Write out the lines of the material word for word, starting with the line that contains "In the photo above, where can the dark" and going on through the line that contains "column 303, row 215".
--- Record excerpts ---
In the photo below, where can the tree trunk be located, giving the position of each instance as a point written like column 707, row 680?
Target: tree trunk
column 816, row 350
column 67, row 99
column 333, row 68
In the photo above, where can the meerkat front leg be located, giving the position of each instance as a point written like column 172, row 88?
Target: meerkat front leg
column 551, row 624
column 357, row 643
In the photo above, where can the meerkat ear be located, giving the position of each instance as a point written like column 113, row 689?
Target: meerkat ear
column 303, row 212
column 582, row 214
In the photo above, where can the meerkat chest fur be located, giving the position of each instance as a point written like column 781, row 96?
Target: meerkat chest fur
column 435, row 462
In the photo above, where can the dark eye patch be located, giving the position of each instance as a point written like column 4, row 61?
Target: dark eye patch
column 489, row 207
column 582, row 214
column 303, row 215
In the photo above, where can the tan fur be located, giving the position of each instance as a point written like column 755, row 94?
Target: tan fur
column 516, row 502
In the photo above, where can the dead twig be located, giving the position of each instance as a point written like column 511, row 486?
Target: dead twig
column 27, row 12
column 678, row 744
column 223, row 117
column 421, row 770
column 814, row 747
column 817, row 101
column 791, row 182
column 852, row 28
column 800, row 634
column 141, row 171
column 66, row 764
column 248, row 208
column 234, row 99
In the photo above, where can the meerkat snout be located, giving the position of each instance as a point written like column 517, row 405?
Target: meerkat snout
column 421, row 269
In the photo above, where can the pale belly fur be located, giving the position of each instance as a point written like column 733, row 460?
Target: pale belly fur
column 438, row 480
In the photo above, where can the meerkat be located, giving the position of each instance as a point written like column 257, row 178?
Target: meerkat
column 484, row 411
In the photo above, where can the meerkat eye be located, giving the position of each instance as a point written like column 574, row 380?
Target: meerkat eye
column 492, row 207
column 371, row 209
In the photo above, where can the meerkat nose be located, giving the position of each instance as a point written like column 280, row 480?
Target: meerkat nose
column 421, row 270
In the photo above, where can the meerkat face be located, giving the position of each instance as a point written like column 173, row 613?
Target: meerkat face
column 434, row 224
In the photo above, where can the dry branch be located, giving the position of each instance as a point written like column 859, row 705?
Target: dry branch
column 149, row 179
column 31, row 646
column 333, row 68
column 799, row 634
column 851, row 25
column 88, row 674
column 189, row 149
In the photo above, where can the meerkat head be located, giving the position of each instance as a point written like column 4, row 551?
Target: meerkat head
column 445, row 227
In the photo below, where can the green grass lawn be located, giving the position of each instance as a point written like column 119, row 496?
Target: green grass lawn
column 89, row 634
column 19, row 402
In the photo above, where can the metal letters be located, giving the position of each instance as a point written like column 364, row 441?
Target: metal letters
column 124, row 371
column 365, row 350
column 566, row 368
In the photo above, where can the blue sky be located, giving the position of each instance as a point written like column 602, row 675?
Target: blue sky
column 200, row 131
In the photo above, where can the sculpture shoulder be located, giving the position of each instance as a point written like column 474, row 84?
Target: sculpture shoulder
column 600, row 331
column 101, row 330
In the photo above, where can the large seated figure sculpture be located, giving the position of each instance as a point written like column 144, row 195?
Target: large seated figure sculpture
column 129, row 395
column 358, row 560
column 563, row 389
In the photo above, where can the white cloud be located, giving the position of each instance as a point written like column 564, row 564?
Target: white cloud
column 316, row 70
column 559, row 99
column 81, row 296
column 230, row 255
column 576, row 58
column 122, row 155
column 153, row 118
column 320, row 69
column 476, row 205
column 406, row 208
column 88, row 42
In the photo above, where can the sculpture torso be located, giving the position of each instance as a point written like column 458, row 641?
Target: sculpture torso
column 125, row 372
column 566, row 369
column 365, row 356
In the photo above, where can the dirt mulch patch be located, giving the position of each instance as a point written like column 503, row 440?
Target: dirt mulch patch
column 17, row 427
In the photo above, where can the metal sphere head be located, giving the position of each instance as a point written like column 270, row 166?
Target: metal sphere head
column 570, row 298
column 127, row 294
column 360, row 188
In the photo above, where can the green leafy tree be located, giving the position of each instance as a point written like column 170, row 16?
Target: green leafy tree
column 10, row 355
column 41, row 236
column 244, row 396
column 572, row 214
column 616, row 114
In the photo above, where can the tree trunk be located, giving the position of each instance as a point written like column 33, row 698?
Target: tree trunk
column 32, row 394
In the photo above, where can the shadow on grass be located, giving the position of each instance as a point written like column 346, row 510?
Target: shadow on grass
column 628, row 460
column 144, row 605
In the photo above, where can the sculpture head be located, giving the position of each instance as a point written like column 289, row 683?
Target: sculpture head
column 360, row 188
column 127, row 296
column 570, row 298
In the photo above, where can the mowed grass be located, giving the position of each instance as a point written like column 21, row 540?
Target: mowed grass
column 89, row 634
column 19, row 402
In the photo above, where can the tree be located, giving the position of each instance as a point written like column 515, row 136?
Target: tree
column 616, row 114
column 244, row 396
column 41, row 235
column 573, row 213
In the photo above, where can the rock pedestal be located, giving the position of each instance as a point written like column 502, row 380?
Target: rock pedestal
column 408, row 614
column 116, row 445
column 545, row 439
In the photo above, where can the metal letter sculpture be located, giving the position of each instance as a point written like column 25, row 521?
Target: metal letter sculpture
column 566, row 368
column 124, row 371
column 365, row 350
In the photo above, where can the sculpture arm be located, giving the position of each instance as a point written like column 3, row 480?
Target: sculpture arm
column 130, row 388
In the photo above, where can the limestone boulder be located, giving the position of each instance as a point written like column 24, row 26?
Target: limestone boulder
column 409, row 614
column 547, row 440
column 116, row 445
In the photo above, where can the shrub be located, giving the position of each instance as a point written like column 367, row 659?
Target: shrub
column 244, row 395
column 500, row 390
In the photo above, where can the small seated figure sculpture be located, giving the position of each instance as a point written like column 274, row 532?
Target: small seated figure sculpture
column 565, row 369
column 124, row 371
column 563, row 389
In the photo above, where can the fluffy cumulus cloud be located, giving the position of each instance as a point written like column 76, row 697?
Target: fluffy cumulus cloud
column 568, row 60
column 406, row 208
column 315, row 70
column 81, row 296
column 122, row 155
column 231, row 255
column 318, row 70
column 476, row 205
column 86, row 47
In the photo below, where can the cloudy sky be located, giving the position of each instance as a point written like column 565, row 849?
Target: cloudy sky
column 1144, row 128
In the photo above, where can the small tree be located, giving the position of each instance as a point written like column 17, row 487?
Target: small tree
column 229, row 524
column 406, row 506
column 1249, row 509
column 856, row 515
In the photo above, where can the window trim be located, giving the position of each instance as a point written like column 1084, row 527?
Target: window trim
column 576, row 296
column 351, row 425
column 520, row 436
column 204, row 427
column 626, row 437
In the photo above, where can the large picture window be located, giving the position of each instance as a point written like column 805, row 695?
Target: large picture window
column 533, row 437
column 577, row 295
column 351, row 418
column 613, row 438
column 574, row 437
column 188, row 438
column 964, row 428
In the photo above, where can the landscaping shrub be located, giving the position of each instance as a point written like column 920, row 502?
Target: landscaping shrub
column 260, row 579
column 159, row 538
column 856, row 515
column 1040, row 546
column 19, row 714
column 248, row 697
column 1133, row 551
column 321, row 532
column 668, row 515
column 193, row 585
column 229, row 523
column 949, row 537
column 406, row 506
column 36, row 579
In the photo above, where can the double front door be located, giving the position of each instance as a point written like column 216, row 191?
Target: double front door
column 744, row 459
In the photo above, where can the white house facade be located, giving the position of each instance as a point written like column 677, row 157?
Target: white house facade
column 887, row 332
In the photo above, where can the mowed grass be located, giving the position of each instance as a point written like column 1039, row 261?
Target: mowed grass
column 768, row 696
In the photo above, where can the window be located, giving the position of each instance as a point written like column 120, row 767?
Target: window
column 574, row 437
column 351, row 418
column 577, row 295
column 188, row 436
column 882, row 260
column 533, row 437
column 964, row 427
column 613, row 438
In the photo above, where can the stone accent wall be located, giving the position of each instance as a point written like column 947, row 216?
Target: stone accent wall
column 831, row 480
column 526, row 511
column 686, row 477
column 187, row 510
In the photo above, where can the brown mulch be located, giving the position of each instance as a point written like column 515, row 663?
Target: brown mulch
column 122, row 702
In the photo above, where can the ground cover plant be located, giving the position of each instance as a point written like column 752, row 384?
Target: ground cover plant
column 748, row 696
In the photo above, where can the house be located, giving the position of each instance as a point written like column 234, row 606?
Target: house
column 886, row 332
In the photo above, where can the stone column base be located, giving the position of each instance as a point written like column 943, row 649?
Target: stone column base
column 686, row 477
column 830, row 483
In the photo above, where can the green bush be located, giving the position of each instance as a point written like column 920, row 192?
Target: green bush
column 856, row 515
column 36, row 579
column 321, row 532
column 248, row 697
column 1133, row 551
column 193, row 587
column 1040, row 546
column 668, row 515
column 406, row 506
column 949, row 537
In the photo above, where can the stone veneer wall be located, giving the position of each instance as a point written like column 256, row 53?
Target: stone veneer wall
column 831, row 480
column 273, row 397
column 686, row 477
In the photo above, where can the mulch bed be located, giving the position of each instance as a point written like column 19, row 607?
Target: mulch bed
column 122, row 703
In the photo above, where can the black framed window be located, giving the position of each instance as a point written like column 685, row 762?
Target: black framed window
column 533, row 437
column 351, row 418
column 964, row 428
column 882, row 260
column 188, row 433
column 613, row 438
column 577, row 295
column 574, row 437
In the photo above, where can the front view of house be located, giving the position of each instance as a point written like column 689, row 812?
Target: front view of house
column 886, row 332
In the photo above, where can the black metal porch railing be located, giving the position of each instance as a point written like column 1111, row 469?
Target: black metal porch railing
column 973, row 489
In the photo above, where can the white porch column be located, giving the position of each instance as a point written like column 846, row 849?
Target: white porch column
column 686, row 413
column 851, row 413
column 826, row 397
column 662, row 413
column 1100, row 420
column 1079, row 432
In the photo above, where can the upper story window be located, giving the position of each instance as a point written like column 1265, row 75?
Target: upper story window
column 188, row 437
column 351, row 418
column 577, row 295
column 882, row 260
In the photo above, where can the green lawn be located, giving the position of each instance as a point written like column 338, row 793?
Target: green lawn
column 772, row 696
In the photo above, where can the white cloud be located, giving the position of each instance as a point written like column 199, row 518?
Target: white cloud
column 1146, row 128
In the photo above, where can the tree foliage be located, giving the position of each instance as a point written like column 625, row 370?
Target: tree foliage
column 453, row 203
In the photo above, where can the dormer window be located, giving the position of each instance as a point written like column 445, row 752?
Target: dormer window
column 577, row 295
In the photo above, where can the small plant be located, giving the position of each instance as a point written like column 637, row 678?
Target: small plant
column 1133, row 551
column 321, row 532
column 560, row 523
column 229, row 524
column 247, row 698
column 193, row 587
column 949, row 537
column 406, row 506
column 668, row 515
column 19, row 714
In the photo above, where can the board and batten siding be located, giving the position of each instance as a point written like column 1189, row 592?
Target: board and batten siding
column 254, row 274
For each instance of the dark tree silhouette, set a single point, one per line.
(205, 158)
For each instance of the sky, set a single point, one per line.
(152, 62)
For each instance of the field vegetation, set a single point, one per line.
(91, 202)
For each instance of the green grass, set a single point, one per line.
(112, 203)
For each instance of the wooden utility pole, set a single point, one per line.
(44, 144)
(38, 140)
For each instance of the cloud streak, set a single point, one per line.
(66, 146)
---
◆ Finished answer ◆
In the photo above, where can the dark eye patch be located, giving the position of each instance as a point written like column 4, row 61?
Target: dark eye patch
column 489, row 207
column 582, row 214
column 303, row 215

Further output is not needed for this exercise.